(Collected data)
--- Start ---

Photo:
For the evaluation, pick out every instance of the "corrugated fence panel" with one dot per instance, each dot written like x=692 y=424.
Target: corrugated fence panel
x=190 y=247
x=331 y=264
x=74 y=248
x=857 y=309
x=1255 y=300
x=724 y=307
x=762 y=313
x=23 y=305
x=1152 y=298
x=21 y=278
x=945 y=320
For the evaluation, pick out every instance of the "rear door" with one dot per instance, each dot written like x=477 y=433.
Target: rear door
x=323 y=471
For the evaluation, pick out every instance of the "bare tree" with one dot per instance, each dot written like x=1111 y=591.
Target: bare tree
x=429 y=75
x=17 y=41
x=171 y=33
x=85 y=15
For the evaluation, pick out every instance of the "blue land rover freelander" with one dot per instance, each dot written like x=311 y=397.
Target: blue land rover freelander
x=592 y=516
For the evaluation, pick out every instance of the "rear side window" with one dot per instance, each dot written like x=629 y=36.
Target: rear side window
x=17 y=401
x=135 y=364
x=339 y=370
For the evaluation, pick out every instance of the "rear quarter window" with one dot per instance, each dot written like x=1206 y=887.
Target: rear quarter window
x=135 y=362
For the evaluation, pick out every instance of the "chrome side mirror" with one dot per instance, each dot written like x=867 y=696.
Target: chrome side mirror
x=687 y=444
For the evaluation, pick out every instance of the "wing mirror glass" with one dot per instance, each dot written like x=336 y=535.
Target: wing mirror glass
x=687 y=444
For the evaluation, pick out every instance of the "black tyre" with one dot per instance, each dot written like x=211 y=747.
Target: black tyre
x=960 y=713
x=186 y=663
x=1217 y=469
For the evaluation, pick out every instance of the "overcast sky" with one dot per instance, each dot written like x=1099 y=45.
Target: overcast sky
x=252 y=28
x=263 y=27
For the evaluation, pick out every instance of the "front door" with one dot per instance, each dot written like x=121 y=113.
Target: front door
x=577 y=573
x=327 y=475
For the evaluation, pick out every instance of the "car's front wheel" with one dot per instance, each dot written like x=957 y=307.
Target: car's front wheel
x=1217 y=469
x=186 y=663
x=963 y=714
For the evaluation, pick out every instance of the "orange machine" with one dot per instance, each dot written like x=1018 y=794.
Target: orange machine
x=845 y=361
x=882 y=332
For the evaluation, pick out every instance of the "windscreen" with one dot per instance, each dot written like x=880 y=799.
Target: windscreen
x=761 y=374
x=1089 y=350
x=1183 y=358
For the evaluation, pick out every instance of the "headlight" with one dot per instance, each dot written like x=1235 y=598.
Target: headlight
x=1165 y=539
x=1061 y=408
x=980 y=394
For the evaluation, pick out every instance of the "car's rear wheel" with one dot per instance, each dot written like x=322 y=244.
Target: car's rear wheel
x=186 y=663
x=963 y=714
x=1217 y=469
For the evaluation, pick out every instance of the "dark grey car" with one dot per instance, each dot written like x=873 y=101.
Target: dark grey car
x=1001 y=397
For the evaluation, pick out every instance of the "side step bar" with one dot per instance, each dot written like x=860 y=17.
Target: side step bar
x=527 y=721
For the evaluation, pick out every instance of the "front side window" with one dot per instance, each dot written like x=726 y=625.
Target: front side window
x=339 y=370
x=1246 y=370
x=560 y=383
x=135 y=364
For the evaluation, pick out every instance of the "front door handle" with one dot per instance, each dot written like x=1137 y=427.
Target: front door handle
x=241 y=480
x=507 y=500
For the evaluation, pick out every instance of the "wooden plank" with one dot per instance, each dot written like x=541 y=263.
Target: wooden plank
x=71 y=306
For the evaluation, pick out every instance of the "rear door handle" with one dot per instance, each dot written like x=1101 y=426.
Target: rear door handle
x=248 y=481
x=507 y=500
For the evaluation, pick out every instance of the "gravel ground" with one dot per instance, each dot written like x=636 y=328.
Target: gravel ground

--- End ---
--- Start ---

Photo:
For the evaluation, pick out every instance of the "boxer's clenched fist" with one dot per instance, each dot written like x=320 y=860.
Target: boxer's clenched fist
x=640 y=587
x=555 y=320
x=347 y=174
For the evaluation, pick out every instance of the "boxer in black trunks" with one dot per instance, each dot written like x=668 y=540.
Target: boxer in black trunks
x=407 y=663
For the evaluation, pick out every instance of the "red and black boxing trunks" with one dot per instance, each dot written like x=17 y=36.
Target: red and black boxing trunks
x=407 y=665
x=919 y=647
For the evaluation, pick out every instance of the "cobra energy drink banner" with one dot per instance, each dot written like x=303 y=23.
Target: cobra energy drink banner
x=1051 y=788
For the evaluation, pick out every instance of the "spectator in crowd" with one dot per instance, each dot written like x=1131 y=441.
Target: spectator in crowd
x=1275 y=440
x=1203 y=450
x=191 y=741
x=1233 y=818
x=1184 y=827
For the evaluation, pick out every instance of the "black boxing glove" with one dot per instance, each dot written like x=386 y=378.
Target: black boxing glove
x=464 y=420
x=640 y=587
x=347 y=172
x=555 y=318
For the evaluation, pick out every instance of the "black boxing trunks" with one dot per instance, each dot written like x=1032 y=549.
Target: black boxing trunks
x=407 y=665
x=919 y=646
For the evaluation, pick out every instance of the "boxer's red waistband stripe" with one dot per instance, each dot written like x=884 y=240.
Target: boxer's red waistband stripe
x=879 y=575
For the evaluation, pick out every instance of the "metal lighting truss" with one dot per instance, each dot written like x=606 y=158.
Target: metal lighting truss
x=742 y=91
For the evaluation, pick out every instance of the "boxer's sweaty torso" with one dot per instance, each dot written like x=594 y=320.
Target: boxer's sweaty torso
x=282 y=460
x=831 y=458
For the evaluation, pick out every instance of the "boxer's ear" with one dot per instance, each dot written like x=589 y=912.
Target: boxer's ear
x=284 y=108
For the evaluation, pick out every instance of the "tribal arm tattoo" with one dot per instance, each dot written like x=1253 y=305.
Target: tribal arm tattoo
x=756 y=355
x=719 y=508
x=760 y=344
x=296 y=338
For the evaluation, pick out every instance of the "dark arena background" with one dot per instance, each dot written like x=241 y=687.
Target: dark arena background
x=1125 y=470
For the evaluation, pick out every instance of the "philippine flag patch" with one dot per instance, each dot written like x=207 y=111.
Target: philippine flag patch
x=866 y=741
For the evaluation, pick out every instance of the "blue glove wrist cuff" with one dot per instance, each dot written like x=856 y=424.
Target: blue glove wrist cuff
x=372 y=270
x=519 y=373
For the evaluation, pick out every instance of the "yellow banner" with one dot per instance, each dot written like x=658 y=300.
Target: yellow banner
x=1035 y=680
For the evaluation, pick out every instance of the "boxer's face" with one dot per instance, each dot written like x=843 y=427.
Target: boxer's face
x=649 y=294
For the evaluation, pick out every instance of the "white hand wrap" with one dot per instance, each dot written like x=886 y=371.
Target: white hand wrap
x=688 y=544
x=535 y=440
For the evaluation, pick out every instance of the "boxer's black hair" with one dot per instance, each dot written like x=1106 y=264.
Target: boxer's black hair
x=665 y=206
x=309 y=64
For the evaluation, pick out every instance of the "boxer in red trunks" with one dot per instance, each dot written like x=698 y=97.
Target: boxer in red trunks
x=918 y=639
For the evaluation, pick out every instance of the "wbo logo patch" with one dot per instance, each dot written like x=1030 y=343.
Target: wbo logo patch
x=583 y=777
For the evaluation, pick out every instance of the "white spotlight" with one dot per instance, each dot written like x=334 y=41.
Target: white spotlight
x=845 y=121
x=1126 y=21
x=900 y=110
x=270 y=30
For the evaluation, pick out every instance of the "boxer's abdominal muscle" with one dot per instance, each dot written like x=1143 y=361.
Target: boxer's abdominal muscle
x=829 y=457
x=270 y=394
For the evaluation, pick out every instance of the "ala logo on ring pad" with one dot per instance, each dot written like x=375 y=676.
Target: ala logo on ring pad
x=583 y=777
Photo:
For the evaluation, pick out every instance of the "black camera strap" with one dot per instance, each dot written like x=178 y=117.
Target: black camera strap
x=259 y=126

--- End ---

DO THIS:
Please write out everything in the items from the line containing "like x=121 y=113." down to the line containing "x=980 y=394", both included, with no changes.

ANSWER TO THE PROBLEM:
For the evaluation, pick out every instance of the "front door" with one dot per instance, each dot written like x=121 y=113.
Target: front door
x=577 y=573
x=327 y=475
For the evaluation, pick out every instance of the "car's front wheel" with one dot per instance, each dot written like x=957 y=307.
Target: car's front wheel
x=1217 y=469
x=186 y=663
x=963 y=714
For the evaluation, pick out every instance of the "orange machine" with one dot per instance, each dot written like x=1018 y=794.
Target: orange machine
x=845 y=361
x=882 y=332
For the evaluation, pick out every instance of the "windscreen" with one dot per instance, each dot written like x=880 y=799.
Target: windscreen
x=761 y=374
x=1089 y=350
x=1183 y=358
For the evaluation, pick out every instance of the "headlight" with one dot per instance, each dot written like x=1235 y=598.
Target: headlight
x=1165 y=539
x=1061 y=408
x=980 y=394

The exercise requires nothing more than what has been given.